Stay or go? A Florida English teacher weighs painful options

ST. PETERSBURG — English teacher Philip Belcastro removed his black boots as he crossed the threshold into the Museum of Motherhood. The gray Craftsman bungalow stands across the street from St. Petersburg High School, where he’s taught the past three years.

Belcastro, 36, who was trying to leave his job, had come with another teacher on his day off to visit his students. High school juniors Olivia Watson and Greta Ferwerda curled into couches in a room that was wall-to-wall books, composing the pop-up exhibit’s social media posts.

“I didn’t even know this was here,” Belcastro said, scanning the room.

A timeline of the women’s rights movement hung on one wall. A curio cabinet of vintage fetus replicas stood at the entrance. Antique forceps – metal clips from the 1800s – rested on top.

Before long, the museum founder was helping Belcastro into a 20-pound pregnancy vest over his “Beetlejuice” T-shirt to simulate the weight a woman carries.

Collected data entries:
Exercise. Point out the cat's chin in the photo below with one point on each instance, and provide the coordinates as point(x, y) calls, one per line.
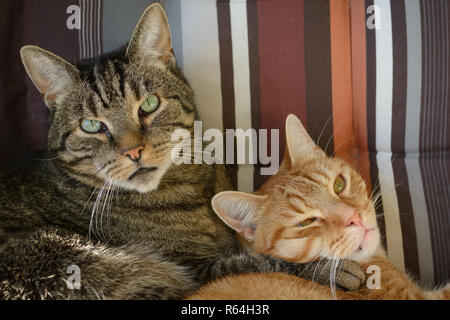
point(368, 246)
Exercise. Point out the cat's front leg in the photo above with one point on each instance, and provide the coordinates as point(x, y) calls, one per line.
point(346, 274)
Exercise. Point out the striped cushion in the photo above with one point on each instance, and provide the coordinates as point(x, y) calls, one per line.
point(376, 92)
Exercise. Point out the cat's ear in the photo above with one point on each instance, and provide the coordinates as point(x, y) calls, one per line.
point(299, 145)
point(151, 37)
point(237, 210)
point(53, 76)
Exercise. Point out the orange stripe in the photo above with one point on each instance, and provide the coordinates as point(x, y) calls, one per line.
point(358, 52)
point(341, 78)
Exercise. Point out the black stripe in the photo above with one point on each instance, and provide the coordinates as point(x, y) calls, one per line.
point(96, 89)
point(121, 72)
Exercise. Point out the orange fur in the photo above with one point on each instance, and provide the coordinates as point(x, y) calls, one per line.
point(343, 227)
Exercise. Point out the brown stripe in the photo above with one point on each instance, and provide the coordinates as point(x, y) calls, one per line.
point(359, 79)
point(341, 79)
point(253, 54)
point(371, 125)
point(281, 64)
point(433, 161)
point(318, 72)
point(227, 73)
point(398, 126)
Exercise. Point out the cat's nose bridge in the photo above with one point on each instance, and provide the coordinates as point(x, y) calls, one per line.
point(131, 145)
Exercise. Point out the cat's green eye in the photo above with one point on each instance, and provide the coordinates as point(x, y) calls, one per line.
point(91, 126)
point(150, 104)
point(339, 184)
point(307, 222)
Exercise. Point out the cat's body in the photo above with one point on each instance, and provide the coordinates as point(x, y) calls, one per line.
point(315, 207)
point(395, 285)
point(107, 214)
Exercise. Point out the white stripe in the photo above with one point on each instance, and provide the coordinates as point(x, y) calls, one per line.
point(241, 67)
point(201, 62)
point(83, 29)
point(91, 44)
point(384, 74)
point(80, 32)
point(412, 130)
point(99, 10)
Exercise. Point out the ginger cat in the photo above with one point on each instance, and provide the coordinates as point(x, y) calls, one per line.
point(314, 207)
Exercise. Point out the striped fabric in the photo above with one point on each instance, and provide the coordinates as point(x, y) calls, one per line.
point(370, 79)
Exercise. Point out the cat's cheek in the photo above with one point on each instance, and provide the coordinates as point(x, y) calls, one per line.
point(370, 244)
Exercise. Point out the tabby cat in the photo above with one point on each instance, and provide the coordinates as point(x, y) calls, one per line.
point(315, 207)
point(107, 214)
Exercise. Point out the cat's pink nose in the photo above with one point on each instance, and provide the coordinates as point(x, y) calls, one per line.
point(354, 219)
point(134, 154)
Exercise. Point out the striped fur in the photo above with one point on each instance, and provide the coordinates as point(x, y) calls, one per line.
point(153, 235)
point(300, 190)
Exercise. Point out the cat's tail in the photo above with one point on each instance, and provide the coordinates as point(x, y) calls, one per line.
point(439, 294)
point(48, 265)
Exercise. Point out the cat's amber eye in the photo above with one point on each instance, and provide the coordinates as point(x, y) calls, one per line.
point(91, 126)
point(150, 104)
point(339, 184)
point(307, 222)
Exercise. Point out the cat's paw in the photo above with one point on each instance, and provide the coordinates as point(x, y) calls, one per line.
point(350, 275)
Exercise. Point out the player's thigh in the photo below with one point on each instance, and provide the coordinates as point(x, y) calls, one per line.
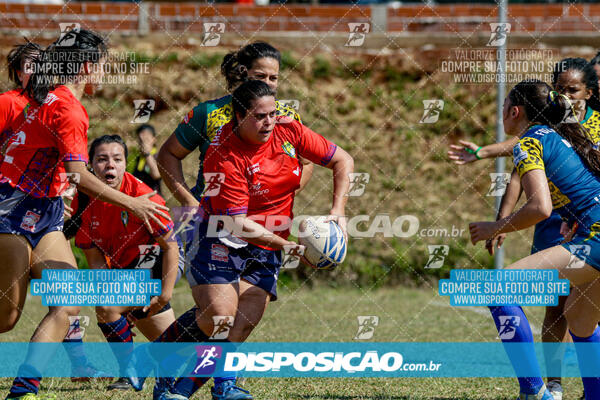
point(152, 327)
point(215, 300)
point(582, 308)
point(52, 252)
point(558, 258)
point(252, 304)
point(106, 314)
point(15, 255)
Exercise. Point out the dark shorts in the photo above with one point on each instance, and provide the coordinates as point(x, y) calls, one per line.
point(210, 261)
point(139, 313)
point(28, 216)
point(584, 248)
point(547, 233)
point(157, 274)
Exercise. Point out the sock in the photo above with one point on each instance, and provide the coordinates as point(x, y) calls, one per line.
point(187, 386)
point(221, 379)
point(586, 356)
point(119, 332)
point(184, 329)
point(28, 381)
point(76, 352)
point(513, 326)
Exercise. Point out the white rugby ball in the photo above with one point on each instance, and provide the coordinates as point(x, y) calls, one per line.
point(324, 241)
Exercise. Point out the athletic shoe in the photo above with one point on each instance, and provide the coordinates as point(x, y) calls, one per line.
point(543, 394)
point(227, 390)
point(172, 396)
point(161, 387)
point(555, 389)
point(120, 384)
point(87, 373)
point(32, 396)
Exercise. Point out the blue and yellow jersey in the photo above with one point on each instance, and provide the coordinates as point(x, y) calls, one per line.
point(574, 188)
point(202, 125)
point(591, 122)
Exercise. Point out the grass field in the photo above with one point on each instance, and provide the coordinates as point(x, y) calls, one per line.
point(325, 314)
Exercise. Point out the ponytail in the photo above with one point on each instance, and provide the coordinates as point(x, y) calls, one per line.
point(544, 106)
point(236, 64)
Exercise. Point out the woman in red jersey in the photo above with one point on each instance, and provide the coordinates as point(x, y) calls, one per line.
point(49, 141)
point(111, 238)
point(257, 159)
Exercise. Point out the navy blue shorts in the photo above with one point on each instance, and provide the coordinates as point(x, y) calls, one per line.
point(157, 269)
point(28, 216)
point(210, 261)
point(547, 233)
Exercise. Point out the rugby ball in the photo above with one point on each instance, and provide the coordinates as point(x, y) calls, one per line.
point(324, 241)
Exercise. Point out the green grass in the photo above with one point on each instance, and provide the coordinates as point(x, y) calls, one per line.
point(326, 314)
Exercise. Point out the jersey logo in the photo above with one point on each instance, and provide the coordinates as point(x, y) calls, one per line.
point(289, 149)
point(519, 154)
point(29, 220)
point(188, 116)
point(254, 168)
point(219, 252)
point(124, 218)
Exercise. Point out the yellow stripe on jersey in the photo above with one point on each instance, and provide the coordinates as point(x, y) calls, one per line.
point(527, 155)
point(592, 126)
point(216, 119)
point(558, 198)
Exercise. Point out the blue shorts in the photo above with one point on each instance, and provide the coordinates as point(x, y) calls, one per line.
point(28, 216)
point(211, 261)
point(585, 247)
point(547, 233)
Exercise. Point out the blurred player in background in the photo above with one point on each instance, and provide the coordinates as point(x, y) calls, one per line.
point(145, 166)
point(577, 79)
point(552, 149)
point(20, 62)
point(112, 238)
point(203, 124)
point(49, 140)
point(257, 153)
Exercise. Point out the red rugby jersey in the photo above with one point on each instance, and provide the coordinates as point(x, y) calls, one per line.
point(43, 138)
point(12, 103)
point(261, 180)
point(120, 236)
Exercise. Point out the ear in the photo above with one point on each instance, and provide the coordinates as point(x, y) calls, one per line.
point(515, 112)
point(87, 68)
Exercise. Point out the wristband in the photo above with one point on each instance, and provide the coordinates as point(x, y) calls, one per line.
point(474, 152)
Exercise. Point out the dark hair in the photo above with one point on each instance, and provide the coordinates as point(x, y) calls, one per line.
point(246, 93)
point(60, 63)
point(590, 78)
point(236, 64)
point(596, 59)
point(104, 140)
point(18, 56)
point(145, 127)
point(544, 106)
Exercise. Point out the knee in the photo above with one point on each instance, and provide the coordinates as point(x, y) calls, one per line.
point(104, 314)
point(579, 324)
point(66, 311)
point(10, 320)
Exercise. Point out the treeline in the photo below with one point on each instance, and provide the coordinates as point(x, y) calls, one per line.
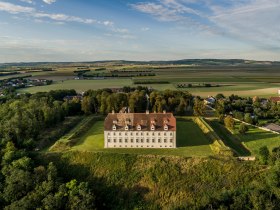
point(122, 181)
point(27, 185)
point(120, 74)
point(104, 101)
point(146, 82)
point(250, 110)
point(23, 118)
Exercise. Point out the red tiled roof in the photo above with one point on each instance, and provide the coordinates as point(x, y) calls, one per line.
point(275, 99)
point(142, 119)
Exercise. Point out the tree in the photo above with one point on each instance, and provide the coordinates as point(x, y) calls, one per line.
point(243, 128)
point(198, 107)
point(229, 122)
point(248, 118)
point(263, 155)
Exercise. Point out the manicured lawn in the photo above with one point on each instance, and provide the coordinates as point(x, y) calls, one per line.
point(257, 138)
point(190, 142)
point(228, 138)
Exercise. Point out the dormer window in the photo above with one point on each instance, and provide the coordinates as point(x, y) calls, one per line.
point(127, 121)
point(139, 127)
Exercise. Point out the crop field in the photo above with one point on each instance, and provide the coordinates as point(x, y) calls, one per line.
point(242, 80)
point(190, 142)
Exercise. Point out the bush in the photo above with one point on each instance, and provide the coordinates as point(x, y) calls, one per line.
point(229, 122)
point(263, 155)
point(243, 128)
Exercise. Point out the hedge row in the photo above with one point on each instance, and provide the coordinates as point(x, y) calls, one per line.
point(217, 145)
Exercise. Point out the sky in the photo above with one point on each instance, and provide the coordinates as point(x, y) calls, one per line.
point(91, 30)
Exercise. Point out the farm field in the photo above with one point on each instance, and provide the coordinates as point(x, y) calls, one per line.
point(242, 80)
point(190, 142)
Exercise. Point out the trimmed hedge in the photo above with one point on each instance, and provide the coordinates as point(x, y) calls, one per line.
point(217, 145)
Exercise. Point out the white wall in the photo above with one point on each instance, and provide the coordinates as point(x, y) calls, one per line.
point(140, 139)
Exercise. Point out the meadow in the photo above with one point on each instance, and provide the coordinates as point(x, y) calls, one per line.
point(249, 143)
point(190, 141)
point(251, 80)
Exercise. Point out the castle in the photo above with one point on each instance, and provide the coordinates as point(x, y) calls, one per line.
point(140, 130)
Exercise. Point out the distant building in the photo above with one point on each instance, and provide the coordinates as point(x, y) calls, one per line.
point(140, 130)
point(275, 99)
point(210, 101)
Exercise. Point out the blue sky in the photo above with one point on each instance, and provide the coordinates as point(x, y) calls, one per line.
point(89, 30)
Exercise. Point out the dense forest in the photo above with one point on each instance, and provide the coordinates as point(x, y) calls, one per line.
point(31, 179)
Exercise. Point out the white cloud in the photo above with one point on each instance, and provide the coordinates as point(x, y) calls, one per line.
point(15, 9)
point(145, 29)
point(28, 1)
point(30, 11)
point(256, 22)
point(49, 1)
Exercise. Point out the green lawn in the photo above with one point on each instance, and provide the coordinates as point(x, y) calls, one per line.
point(228, 139)
point(257, 138)
point(190, 142)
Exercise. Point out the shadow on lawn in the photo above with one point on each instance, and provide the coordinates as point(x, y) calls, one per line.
point(108, 195)
point(189, 134)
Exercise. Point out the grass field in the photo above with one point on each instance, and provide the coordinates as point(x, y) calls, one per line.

Goal 1:
Answer these about the Florida teacher article:
(a) How many years has Belcastro taught at St. Petersburg High School?
(b) What color is the Craftsman bungalow that houses the museum?
(c) How much does the pregnancy vest weigh?
Goal 2:
List every person the Florida teacher article names.
Goal 3:
Write the next few paragraphs of the Florida teacher article, following on from its final sentence.

Task response 1:
(a) Three years
(b) Gray
(c) 20 pounds

Task response 2:
Philip Belcastro
Olivia Watson
Greta Ferwerda

Task response 3:
“I was a big baby,” Belcastro said, sighing under the load. “Nine-and-a-half pounds.”

“I don’t know why I never thought about mothers before,” said one of the students, Olivia, 17. “They play literally such a big role in everything and then we never talk about them, and I was like, ‘That’s so wrong.’”

Belcastro nodded. He loved seeing where their minds took them when they were engaged.

It made his decision so much harder.

Originally from Long Island, Belcastro had come to teaching high school English late, after jobs playing in a band, delivering office furniture, working in a record store, a recording studio, a Quizno’s, a Kohl’s, a J.C. Penney, a Publix deli. With the help of a Pell grant, he graduated with majors in English and Spanish from the University of South Florida in 2017.

He loved his job and engaged with about 200 students in six classes every week. And though many were on their phones or didn’t turn in their work or disrespected him, he saw signs he was needed. He’d encouraged a student who had created a trans zine and was fearful of presenting to the class. He understood Spanish, and was able to grade another student who wrote her papers beautifully in Spanish.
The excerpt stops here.